* [Location identification items]
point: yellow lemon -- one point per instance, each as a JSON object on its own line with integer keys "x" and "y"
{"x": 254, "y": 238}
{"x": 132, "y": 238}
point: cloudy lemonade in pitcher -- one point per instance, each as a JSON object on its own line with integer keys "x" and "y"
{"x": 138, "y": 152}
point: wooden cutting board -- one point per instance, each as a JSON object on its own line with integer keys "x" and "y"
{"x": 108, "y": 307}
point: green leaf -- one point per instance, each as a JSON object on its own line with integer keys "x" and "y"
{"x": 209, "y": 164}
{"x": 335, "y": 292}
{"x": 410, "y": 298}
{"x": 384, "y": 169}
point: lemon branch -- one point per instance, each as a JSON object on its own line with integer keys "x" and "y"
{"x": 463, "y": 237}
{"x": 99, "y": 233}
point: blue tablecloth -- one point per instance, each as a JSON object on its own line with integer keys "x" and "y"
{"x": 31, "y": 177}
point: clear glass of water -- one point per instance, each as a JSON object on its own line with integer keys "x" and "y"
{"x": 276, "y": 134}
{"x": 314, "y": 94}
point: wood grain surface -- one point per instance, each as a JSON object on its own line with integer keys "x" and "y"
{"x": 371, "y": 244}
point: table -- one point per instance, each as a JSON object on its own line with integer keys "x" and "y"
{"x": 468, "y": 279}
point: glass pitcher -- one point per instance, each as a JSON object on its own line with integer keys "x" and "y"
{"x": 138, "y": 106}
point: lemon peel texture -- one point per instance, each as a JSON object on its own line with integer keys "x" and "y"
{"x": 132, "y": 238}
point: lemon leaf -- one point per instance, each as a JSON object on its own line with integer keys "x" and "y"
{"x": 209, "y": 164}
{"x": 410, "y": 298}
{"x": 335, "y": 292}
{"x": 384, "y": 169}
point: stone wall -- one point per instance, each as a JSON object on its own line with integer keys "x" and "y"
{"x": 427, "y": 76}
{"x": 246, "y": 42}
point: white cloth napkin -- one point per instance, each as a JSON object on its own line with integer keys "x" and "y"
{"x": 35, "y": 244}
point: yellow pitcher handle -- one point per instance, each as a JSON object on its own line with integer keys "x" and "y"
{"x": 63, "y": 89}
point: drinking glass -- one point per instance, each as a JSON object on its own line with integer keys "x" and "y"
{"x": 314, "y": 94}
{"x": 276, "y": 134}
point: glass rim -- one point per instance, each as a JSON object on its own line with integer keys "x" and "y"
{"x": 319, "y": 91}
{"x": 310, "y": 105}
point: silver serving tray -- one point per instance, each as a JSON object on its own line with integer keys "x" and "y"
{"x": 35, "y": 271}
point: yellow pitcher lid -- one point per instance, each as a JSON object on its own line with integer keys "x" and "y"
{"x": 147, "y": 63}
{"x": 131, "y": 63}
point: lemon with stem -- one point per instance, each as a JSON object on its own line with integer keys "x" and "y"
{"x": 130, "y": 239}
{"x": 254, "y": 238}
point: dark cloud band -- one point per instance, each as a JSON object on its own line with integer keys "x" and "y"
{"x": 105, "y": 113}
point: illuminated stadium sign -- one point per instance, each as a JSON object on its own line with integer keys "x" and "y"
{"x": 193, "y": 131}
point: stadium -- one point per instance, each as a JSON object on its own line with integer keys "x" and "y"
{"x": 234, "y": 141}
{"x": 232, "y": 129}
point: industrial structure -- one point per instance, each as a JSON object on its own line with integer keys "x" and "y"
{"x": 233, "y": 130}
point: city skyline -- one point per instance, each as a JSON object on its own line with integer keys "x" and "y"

* [Given instruction] Repeat exactly the lines from the line containing "point: dark cloud" through the end of the listing above; both boundary lines are part of the output.

* [Solution for this task]
point: dark cloud band -- one point per instance, each as a JSON object on its own line with integer keys "x" and "y"
{"x": 105, "y": 113}
point: illuminated stadium sign -- one point per instance, each as a JSON object on its own line with integer keys "x" and "y"
{"x": 193, "y": 131}
point: stadium -- one point per instance, each as a JSON object on its own line with integer keys "x" and "y"
{"x": 234, "y": 141}
{"x": 232, "y": 129}
point: industrial structure -- one point per instance, each as a JSON object on its own line with integer keys "x" and "y"
{"x": 233, "y": 130}
point: city skyline -- one point per instance, each as a JSON object on its own line with integer keys "x" and "y"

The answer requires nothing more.